## [The problem]
Transcribe exactly the lines that fall between the one holding "Target: teal panelled front door" and the one holding "sample: <point>219,743</point>", inclusive, from the entries below.

## [Dataset extract]

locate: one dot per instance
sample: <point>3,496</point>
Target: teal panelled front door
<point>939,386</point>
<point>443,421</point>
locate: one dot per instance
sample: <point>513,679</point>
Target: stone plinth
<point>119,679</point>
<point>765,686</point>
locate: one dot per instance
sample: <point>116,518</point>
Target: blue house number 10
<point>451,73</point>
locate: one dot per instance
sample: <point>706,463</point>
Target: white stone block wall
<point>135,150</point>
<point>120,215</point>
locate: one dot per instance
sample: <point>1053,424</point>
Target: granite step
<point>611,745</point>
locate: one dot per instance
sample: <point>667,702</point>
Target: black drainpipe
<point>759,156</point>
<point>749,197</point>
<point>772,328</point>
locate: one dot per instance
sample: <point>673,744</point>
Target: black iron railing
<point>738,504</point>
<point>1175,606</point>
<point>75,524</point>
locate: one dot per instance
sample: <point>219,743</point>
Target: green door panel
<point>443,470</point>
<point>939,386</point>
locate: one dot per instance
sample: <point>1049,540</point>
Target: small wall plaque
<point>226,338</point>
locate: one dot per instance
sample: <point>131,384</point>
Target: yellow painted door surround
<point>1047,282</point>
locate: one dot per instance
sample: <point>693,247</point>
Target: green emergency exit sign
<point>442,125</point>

--

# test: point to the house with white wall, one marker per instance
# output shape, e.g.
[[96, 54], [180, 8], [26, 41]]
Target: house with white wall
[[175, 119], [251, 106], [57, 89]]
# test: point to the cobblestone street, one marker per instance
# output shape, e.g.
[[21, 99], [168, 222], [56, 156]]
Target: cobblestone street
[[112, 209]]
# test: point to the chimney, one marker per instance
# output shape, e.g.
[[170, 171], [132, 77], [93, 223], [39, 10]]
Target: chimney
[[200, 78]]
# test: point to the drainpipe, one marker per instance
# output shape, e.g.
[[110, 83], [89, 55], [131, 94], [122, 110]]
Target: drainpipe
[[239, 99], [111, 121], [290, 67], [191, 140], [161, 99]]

## [Output of the task]
Target: teal panelled front door
<point>939,386</point>
<point>443,421</point>
locate: one dot per instance
sample: <point>513,679</point>
Target: stone plinth
<point>119,679</point>
<point>765,686</point>
locate: one dot per instance
sample: <point>116,518</point>
Target: blue house number 10
<point>451,73</point>
locate: one dot per instance
sample: <point>706,463</point>
Target: white stone block wall
<point>135,150</point>
<point>120,215</point>
locate: one dot per instance
sample: <point>1053,424</point>
Target: granite step
<point>611,745</point>
locate: one dot per instance
sample: <point>667,702</point>
Target: black drainpipe
<point>759,156</point>
<point>749,197</point>
<point>772,328</point>
locate: one dot per instance
sample: <point>673,744</point>
Target: black iron railing
<point>738,504</point>
<point>1175,606</point>
<point>75,524</point>
locate: one dot per instance
sample: <point>219,743</point>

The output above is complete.